◆ Goal:
Arrange the listing below as a Markdown table with the columns Row and Line. Begin at the line that contains "bun in the photo above.", stop after the last line of the listing, number each row, skip blank lines, and leave the pictures out.
━━━
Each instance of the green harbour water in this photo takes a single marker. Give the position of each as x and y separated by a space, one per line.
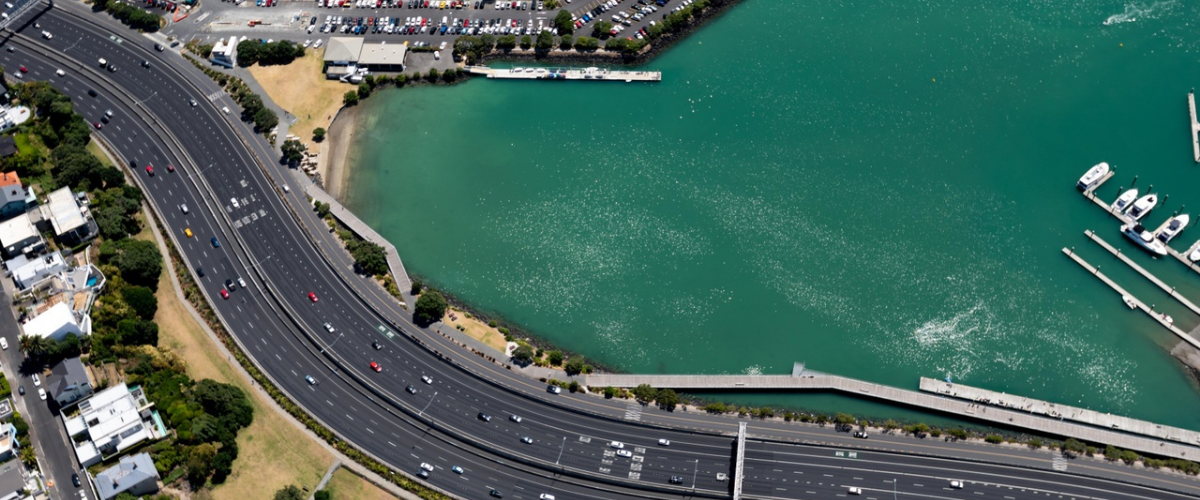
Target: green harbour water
877 188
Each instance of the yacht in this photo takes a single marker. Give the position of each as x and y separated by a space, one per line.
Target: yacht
1144 238
1123 200
1144 205
1092 178
1173 228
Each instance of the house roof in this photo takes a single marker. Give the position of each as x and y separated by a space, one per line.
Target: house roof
342 48
65 375
7 148
381 54
132 470
66 214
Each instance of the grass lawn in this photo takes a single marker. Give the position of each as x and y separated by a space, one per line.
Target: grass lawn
477 329
273 452
348 486
303 90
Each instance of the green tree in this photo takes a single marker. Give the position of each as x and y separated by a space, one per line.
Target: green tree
430 308
142 300
293 151
564 23
667 399
522 354
545 41
289 493
643 392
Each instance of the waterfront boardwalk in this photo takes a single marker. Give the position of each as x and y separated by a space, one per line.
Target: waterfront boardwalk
1147 275
1157 317
1195 125
1145 438
549 73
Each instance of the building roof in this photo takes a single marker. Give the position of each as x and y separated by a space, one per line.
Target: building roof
11 480
132 470
342 48
66 375
379 54
66 215
16 230
52 320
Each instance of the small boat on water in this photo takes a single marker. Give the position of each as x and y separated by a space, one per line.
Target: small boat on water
1173 228
1144 205
1123 200
1093 175
1144 238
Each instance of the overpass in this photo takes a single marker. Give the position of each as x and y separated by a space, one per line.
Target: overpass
1036 416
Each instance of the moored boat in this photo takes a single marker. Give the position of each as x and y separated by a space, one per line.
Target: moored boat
1144 205
1173 228
1123 200
1144 239
1092 178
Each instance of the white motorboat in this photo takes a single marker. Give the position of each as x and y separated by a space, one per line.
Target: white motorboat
1144 238
1173 228
1123 200
1144 205
1093 175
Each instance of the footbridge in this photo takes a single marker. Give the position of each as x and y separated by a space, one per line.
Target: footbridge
1032 415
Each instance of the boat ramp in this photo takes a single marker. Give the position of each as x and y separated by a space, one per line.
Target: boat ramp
552 73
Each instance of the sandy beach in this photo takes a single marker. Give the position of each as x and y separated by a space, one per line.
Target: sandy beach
335 151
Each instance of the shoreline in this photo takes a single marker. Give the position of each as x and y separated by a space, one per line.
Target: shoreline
334 169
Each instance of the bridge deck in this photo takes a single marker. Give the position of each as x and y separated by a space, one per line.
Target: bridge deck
1120 438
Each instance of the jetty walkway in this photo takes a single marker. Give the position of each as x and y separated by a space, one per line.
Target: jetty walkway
1143 437
550 73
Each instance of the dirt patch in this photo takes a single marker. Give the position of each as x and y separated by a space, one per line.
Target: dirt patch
303 90
475 329
346 485
273 452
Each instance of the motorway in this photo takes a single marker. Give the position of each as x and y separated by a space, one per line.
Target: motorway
263 242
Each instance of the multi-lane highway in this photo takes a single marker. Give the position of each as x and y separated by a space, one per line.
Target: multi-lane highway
558 449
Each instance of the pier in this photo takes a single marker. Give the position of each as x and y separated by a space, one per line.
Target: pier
550 73
1195 125
1157 317
1146 438
1147 275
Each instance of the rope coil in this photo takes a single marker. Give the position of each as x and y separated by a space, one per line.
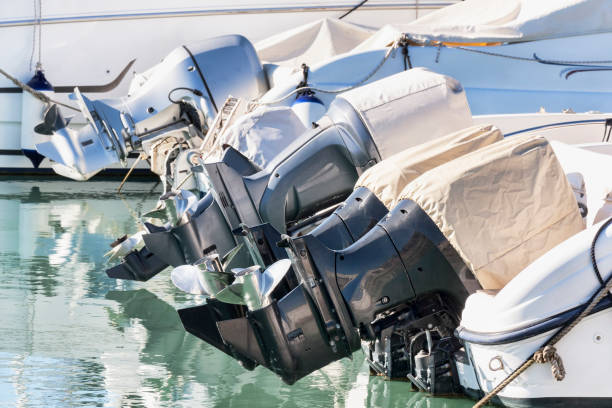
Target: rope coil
549 354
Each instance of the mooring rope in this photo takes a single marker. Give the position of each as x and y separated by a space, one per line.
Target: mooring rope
548 353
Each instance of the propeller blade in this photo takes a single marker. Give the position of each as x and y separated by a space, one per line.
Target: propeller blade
188 278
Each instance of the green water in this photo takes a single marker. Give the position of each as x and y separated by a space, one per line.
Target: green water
70 336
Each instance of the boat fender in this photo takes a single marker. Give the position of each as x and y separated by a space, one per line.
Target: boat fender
309 109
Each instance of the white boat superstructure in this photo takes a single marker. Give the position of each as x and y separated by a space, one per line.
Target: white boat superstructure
99 46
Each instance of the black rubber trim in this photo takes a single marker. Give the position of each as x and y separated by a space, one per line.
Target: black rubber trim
83 88
106 173
195 63
526 332
11 152
554 402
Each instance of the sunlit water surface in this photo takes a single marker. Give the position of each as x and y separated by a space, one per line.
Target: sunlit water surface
71 336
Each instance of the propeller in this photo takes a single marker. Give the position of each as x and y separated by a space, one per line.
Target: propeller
252 287
205 277
126 246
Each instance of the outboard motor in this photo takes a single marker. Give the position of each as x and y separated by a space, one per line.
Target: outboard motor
401 287
319 169
204 74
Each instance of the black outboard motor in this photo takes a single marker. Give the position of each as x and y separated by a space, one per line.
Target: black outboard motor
319 169
401 277
400 289
399 239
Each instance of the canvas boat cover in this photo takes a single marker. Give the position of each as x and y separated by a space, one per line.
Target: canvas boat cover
262 134
389 177
493 21
501 207
410 108
311 43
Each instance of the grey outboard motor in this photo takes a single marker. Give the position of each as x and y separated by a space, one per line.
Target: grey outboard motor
400 239
400 289
319 169
204 73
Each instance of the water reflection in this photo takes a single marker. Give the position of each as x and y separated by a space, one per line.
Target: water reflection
69 336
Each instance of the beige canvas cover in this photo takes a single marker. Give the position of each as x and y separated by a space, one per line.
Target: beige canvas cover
311 43
501 207
389 177
410 108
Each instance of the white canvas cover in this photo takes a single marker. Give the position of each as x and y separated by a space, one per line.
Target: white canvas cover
501 207
410 108
388 178
262 134
311 43
485 21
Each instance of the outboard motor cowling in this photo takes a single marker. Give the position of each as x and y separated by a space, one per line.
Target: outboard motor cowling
204 73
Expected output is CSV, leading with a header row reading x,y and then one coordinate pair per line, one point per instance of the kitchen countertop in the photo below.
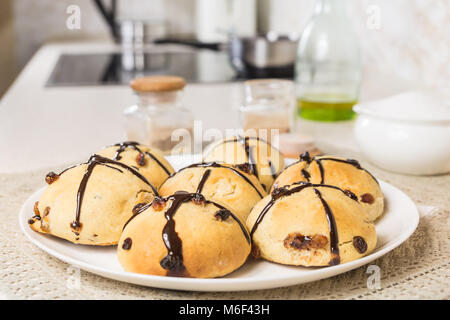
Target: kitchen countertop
x,y
42,127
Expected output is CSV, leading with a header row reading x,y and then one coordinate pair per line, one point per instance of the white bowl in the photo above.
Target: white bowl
x,y
408,134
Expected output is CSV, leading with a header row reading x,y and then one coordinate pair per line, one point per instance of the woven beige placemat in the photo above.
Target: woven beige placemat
x,y
420,268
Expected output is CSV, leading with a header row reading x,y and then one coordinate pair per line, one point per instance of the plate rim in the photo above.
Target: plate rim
x,y
225,284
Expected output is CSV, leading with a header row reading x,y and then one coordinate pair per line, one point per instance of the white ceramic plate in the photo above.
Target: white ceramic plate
x,y
393,228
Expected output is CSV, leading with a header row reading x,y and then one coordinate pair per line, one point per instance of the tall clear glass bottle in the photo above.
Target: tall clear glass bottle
x,y
328,67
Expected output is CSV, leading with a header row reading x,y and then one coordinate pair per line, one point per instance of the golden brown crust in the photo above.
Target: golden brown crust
x,y
211,247
155,171
280,236
224,185
107,204
268,161
343,175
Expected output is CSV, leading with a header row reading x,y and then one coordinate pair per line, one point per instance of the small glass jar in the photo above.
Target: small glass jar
x,y
159,119
268,108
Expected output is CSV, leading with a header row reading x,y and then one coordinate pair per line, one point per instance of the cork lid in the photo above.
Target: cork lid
x,y
157,84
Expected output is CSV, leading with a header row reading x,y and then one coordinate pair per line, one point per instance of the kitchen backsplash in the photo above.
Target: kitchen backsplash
x,y
404,38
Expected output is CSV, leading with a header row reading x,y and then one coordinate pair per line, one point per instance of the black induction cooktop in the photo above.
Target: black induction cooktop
x,y
118,68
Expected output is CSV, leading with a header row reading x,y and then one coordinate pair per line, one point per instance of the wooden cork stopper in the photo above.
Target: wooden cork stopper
x,y
157,84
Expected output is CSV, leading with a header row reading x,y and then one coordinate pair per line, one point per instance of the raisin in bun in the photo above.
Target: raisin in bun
x,y
90,203
345,174
310,225
222,183
150,162
262,159
183,235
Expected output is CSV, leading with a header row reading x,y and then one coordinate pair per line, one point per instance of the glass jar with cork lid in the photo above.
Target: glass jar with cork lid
x,y
159,119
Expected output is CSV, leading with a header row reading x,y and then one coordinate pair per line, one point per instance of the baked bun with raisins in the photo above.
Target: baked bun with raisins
x,y
222,183
343,173
183,235
310,225
91,202
150,162
264,160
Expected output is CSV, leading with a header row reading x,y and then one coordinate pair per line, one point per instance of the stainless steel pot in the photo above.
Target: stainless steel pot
x,y
268,53
261,56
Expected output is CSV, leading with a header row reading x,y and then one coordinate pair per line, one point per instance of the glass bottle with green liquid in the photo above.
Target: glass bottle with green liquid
x,y
328,67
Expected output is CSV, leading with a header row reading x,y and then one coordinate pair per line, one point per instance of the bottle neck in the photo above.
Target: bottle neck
x,y
160,99
335,7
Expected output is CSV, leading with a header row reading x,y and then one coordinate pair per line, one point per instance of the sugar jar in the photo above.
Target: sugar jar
x,y
159,119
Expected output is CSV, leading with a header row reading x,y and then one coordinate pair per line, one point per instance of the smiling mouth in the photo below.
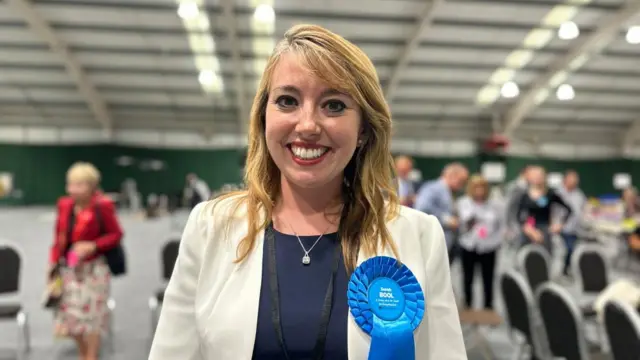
━━━
◆ Output below:
| Row | Line |
|---|---|
| 1 | Expected output is CSV, leading with a header row reading x,y and then one coordinate pair per line, one point per instance of the raisin in bun in the photo above. |
| 2 | Target: raisin in bun |
| 3 | x,y |
| 4 | 90,203 |
| 5 | 345,174 |
| 6 | 310,225 |
| 7 | 222,183 |
| 8 | 150,162 |
| 9 | 262,159 |
| 10 | 183,235 |
| 11 | Expected output is CSV, leading with a header row reading x,y and then one coordinate pair per line, one point per instance of the glass jar with cork lid in the photo above. |
| 12 | Target: glass jar with cork lid |
| 13 | x,y |
| 14 | 159,119 |
| 15 | Expected output is CSV, leading with a header row reading x,y and then one coordinate pair per line, one point per instance of the baked bun with raisins in the photo above. |
| 16 | Target: baked bun with raisins |
| 17 | x,y |
| 18 | 222,183 |
| 19 | 343,173 |
| 20 | 183,235 |
| 21 | 310,225 |
| 22 | 91,202 |
| 23 | 150,162 |
| 24 | 264,160 |
| 25 | Expected output is CSV, leading with a header row reading x,y and then one coordinate pair per line, one point per instance of the stainless steel pot in the photo above. |
| 26 | Target: stainless steel pot |
| 27 | x,y |
| 28 | 268,53 |
| 29 | 261,56 |
| 30 | Expected output is CSV, leading with a header row reading x,y and then one coordinate pair per line, one point per instance of the glass bottle with green liquid in the photo above. |
| 31 | Target: glass bottle with green liquid |
| 32 | x,y |
| 33 | 328,67 |
| 34 | Expected output is CSV, leading with a header row reading x,y and then one coordinate pair per line, one point per instance of the bottle neck in the photo above. |
| 35 | Target: bottle neck |
| 36 | x,y |
| 37 | 160,99 |
| 38 | 335,7 |
| 39 | Expected output is CSV, leading with a header row reading x,y and then one coordinate pair per line, one point per instance of the sugar jar in the photo above. |
| 40 | Target: sugar jar |
| 41 | x,y |
| 42 | 159,119 |
| 43 | Expected output is CSV, leading with a header row reading x,y and then one coordinate pair per line, one point per instance of the smiling mouth in the photo below. |